■ **Work request**
Below are some records; state how many of their lines contain the word "clicks", and add nothing.

■ **Material provided**
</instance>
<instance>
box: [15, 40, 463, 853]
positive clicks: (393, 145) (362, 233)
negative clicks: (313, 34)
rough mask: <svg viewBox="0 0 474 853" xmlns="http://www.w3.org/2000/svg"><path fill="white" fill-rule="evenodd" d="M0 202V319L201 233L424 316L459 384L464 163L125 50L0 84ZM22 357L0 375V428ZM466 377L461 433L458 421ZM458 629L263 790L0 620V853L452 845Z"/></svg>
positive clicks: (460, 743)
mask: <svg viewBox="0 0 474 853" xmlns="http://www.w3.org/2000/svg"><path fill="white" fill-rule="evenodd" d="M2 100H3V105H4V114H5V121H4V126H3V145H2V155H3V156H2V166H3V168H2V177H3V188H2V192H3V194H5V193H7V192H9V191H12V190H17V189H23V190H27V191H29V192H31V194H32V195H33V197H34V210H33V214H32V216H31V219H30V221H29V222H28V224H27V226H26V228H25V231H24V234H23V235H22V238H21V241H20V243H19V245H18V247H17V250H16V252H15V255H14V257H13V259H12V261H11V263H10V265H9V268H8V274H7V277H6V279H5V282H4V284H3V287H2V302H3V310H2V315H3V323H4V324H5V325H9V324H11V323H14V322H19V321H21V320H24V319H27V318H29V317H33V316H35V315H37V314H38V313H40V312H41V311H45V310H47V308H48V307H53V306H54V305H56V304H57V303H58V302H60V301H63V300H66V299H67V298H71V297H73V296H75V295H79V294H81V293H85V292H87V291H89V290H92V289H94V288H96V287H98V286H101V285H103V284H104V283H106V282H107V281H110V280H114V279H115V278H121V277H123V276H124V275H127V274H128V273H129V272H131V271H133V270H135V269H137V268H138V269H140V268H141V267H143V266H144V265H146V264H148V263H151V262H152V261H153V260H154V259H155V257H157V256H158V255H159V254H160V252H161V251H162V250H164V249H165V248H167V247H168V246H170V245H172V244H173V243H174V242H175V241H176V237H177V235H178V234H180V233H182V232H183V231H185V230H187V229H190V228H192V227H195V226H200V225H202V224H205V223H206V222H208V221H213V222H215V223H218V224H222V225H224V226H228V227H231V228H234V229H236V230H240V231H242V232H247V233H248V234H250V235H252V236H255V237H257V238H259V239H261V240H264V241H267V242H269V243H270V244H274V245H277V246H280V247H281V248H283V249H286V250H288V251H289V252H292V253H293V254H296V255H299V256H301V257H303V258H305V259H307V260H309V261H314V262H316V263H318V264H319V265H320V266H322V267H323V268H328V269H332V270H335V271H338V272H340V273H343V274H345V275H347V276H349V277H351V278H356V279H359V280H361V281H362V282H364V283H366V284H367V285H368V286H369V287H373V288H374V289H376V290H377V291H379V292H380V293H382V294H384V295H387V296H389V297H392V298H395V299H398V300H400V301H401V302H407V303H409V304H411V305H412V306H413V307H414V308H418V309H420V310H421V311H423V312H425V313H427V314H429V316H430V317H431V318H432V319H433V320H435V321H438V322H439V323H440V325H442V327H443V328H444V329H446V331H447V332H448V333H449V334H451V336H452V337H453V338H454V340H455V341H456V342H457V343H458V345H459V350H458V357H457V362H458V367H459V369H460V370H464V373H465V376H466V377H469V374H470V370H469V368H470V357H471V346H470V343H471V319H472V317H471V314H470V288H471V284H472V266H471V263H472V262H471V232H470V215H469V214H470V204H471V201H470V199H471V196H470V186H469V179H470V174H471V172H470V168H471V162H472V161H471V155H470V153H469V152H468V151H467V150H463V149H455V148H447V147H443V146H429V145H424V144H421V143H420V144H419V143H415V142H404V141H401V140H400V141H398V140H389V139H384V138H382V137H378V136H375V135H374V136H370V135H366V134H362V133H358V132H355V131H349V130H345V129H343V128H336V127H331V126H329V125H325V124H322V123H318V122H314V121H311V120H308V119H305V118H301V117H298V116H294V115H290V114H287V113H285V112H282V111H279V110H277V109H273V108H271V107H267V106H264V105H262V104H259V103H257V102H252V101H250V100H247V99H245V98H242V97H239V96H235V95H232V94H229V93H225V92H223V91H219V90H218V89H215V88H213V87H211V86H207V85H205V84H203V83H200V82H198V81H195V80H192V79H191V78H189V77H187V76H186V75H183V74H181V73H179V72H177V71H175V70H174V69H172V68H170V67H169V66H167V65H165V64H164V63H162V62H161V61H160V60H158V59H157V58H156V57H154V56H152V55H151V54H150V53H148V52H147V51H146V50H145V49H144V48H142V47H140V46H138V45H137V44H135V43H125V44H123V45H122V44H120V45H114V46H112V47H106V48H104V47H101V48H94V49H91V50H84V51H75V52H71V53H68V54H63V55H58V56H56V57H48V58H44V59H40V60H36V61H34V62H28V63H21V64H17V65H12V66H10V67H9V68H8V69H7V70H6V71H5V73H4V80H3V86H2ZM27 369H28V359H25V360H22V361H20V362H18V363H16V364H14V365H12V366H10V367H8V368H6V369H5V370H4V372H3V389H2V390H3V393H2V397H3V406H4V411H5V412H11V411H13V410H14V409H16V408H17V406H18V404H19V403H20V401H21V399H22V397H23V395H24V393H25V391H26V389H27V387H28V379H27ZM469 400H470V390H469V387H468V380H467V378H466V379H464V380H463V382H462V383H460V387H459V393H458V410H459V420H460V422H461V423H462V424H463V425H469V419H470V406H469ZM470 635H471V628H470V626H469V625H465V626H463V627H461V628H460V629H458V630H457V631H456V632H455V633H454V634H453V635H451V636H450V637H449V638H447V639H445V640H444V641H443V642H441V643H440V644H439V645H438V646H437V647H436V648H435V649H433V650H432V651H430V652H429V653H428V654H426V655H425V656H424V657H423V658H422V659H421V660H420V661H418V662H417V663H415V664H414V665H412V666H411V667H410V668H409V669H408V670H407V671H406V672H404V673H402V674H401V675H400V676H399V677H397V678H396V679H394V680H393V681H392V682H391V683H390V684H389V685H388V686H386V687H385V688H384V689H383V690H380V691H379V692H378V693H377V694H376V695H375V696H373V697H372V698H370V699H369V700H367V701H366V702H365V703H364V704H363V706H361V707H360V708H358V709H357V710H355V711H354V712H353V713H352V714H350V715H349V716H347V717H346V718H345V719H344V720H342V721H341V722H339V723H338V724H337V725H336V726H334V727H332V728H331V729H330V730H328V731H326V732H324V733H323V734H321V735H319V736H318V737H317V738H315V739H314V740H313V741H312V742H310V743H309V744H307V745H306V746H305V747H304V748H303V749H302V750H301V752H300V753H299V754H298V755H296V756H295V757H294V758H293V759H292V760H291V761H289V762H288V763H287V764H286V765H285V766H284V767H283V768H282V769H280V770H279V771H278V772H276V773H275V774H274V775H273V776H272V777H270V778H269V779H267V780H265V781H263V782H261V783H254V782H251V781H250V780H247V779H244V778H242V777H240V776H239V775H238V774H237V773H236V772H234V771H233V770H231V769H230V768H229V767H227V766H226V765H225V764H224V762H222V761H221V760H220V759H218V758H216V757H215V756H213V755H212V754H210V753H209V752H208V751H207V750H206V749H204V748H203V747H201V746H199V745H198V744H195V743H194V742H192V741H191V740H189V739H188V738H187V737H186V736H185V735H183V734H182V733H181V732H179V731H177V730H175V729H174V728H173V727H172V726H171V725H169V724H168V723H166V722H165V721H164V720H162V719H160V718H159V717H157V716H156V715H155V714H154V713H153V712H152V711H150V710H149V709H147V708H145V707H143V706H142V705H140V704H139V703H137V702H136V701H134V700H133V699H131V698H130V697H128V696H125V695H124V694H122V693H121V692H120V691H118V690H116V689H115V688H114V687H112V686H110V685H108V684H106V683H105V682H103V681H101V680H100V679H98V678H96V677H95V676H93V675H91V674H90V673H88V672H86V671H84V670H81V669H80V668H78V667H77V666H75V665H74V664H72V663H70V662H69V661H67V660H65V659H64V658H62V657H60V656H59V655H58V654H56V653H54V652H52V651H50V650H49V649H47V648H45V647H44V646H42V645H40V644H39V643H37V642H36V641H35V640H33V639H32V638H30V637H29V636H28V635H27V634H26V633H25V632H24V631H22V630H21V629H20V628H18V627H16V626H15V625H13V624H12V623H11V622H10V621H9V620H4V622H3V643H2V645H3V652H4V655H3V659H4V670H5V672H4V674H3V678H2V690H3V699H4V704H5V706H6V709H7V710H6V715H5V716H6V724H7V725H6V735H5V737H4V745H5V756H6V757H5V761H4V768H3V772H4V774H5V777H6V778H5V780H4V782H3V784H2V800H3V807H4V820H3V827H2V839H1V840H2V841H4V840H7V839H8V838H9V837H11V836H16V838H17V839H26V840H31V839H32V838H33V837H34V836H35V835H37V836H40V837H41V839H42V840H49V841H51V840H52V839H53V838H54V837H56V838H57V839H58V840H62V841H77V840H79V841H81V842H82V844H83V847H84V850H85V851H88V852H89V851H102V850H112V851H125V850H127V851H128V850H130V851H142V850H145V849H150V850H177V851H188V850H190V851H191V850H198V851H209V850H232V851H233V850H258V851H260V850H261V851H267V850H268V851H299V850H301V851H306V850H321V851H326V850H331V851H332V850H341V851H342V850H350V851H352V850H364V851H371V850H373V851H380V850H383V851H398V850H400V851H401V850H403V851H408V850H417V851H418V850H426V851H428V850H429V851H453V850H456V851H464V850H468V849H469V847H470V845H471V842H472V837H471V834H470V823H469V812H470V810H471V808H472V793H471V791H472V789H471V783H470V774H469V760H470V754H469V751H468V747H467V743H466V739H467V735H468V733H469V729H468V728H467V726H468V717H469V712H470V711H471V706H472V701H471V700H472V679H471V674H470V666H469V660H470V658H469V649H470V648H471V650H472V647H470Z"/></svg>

==

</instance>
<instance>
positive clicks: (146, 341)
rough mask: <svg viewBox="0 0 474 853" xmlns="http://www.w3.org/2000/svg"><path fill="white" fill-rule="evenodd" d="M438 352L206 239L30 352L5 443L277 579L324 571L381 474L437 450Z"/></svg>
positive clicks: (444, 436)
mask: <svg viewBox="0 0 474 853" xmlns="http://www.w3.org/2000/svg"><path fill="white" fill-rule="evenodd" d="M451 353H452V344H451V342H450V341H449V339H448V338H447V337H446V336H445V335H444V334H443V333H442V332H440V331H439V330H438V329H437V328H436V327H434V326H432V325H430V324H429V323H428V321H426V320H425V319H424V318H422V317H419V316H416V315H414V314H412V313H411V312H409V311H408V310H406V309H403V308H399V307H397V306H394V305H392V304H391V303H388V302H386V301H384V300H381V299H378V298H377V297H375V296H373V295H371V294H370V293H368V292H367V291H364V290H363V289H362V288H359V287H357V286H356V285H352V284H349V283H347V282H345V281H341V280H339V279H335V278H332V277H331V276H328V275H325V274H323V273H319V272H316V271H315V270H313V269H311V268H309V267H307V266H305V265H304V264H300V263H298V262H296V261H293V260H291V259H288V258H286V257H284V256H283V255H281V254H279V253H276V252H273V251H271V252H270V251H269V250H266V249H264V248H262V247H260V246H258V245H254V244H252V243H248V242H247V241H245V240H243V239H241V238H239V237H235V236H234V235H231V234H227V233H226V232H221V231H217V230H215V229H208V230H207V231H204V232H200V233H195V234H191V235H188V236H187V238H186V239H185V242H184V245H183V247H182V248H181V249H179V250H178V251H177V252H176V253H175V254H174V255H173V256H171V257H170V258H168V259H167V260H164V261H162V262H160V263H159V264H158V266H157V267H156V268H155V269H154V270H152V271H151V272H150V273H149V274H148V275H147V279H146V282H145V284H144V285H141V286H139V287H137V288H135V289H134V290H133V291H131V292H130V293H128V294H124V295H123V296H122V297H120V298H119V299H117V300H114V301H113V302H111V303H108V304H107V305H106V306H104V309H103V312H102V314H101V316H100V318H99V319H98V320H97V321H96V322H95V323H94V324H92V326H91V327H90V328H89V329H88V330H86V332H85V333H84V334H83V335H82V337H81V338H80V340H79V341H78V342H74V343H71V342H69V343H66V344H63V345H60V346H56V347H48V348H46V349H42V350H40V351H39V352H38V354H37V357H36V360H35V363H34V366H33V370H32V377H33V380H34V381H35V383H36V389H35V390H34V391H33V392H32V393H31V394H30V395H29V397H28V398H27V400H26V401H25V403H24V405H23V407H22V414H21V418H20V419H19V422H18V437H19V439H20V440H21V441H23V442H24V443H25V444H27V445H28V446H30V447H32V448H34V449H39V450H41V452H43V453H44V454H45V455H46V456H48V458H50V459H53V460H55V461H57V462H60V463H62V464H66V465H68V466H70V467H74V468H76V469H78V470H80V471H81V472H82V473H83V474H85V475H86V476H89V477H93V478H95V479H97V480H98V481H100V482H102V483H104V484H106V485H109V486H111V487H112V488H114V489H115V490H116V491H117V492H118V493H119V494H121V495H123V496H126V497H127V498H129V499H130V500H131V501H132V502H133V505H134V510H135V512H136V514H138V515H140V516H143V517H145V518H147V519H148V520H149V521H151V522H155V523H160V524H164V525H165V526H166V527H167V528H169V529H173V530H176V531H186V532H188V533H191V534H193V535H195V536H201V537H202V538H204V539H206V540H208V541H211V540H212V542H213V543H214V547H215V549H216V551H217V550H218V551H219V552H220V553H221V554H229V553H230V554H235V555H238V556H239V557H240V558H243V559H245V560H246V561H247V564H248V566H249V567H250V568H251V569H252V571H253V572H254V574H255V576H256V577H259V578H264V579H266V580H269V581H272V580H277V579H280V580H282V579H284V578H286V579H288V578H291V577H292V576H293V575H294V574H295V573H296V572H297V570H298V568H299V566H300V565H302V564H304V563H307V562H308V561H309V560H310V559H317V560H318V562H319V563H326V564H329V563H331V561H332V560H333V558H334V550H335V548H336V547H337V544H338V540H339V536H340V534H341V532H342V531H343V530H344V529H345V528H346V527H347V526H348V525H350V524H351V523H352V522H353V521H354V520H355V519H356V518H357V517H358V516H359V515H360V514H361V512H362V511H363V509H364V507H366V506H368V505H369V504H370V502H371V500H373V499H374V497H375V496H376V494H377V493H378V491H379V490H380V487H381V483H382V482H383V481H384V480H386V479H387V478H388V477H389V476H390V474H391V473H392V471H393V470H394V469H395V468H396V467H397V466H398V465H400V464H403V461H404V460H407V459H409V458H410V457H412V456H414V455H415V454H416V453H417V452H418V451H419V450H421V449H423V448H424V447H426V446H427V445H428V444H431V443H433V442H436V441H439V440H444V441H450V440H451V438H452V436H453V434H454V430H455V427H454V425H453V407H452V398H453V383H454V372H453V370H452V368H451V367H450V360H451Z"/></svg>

■ **Your response**
5